*** ページ本文 ***

新潟地方裁判所 昭和40年(わ)271号 決定 1966年4月18日
被告人 M・K(昭二三・一・一九生)
H・G(昭二二・五・五生)
G・N(昭二二・八・一四生)
W・K(昭二一・一〇・二八生)
M・S(昭二二・二・二生)
主文
本件を新潟家庭裁判所に移送する。
理由
(当裁判所の認定した事実)
第一、被告人H・G、M・KおよびA、Bは、昭和三九年五月下旬ごろの夕方、被告人H・Gが、同人とかねて付合いのあった○田○子(当時一七歳)を強いて姦淫しようとして、甘言を弄し同女を自己の運転するバイクに乗せ友人の新潟県北蒲原郡聖籠村大字○○×××番地前記A方に連れ込み、まず被告人H・Gおよび同所に居合わせた右Aの両名において同女を強姦すべく共謀し、さらにその後同所に赴いて来た被告人M・Kおよび前記Bとも意思相通じ、ここに四名共謀のうえ、同日午後八時ごろ、右A方三畳間において、被告人H・Gが、同女に対しやにわに同女をその場に押し倒したり、「大声をあげると聞えるぞ。」など云いながら抵抗する同女の手足を押えつけるなどの暴行を加えてその反抗を抑圧し、被告人H・G、前記A、被告人M・K前記Bの順にそれぞれ同女を強いて姦淫した。

*** データ一覧 ***

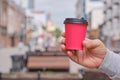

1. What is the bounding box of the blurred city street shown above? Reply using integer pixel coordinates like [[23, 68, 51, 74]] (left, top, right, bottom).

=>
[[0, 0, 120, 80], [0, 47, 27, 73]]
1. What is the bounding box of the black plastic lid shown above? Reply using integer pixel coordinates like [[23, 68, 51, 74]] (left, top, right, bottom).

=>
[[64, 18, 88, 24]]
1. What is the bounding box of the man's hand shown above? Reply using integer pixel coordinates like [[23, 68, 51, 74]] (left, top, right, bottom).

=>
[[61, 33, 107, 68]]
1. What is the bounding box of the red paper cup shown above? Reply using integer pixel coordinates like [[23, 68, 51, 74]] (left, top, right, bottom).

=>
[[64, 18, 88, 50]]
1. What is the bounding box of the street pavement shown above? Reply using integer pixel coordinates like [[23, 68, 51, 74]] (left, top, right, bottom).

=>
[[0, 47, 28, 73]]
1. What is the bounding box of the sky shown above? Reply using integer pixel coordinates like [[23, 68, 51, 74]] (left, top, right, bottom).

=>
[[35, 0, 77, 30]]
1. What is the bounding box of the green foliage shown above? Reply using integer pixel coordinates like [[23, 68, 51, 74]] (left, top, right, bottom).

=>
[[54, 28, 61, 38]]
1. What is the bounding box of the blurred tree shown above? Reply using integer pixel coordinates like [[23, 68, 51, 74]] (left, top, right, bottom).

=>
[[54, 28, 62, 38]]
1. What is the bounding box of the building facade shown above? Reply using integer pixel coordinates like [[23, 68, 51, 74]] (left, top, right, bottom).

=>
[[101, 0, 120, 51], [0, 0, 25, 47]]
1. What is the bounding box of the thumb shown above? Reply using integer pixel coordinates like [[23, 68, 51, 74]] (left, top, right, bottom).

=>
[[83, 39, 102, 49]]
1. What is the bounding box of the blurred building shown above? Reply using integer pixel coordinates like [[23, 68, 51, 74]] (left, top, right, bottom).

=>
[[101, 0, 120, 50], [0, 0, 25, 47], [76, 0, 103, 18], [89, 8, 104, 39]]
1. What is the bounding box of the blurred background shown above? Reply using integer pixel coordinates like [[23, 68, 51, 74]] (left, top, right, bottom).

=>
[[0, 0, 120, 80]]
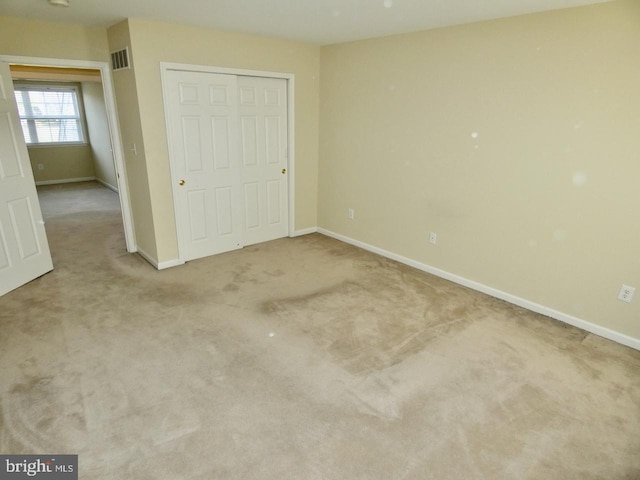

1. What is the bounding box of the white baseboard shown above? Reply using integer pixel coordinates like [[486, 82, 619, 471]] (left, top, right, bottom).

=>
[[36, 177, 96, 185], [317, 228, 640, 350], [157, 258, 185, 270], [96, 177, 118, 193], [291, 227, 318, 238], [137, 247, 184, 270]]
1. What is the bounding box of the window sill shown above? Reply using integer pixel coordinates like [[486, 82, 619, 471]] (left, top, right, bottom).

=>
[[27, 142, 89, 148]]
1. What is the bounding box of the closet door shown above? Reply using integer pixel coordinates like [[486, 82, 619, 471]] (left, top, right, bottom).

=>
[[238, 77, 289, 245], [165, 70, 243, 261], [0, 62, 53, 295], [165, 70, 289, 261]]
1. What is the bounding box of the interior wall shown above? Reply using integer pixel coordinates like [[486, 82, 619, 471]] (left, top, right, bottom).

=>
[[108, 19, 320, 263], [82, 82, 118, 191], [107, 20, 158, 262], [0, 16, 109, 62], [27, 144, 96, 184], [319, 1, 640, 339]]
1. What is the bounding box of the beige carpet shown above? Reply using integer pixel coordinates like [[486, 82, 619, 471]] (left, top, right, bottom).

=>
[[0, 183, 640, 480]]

***

**課題**:
(1) 新潟地方裁判所の決定の主文では、本件をどこに移送するとしていますか。
(2) 新潟地方裁判所の決定の続きを、最後の文の後から書き進めてください。
項目は、新潟地方裁判所の決定とは別の資料です。

**解答**:
(1) 新潟家庭裁判所

(2)
第二、被告人M・K男、同W・KおよびA、Cは、同年六月中旬ごろの夕方、まず被告人M・K、同W・Kおよび右Aが、肩書被告人M・S方附近路上で、自動車に前記○田○子を乗せて通りかかった被告人H・Gより同女と肉体関係をしたと聞くに及んで、これを奇貨として、同女を強姦すべく共謀し、甘言を弄し、同女を前記聖籠村大字○○△△七番地○宝寺こと○田○法方裏山(通称○○○○山)に連れ込み、この事を知りかけつけて来た○○○○とも意思相通じ、ここに四名共謀のうえ、同日午後八時ごろ、右あんじよ山草むら内において、被告人M・Kが不安におののく同女に対し、「大勢来るぞ。」「皆を呼ぶぞ。」などと脅迫したり、同女をいきなりその場に押し倒すなどの暴行を加えたりしてその反抗を抑圧し、被告人M・K、前記A、被告人W・K前記Cの順にそれぞれ同女を強いて姦淫した。
第三、被告人M・K、同M・S、同W・KおよびCは、同年九月○日ごろの夜、肩書被告人M・K方作業場二階六畳の間でDが○部○子(当時一八歳)と同衾しているところに相ついで来合わせ、これを見るに及んで劣情を催し、同女を強姦すべく順次意思を相通じ、ここに四名共謀のうえ、同所において同女があらわもない姿を見られ羞恥の余り抗拒不能の状態になっているのに乗じ或いは、被告人M・Kが、同女に対し、「んな(お前)みたいな奴はさせないと殺してやる。」などと云いながら平手でその顔面を殴打するなどの暴行を加えてその反抗を抑圧し、翌日早朝に至るまでこもごも一回ないし二回強いて同女を姦淫した。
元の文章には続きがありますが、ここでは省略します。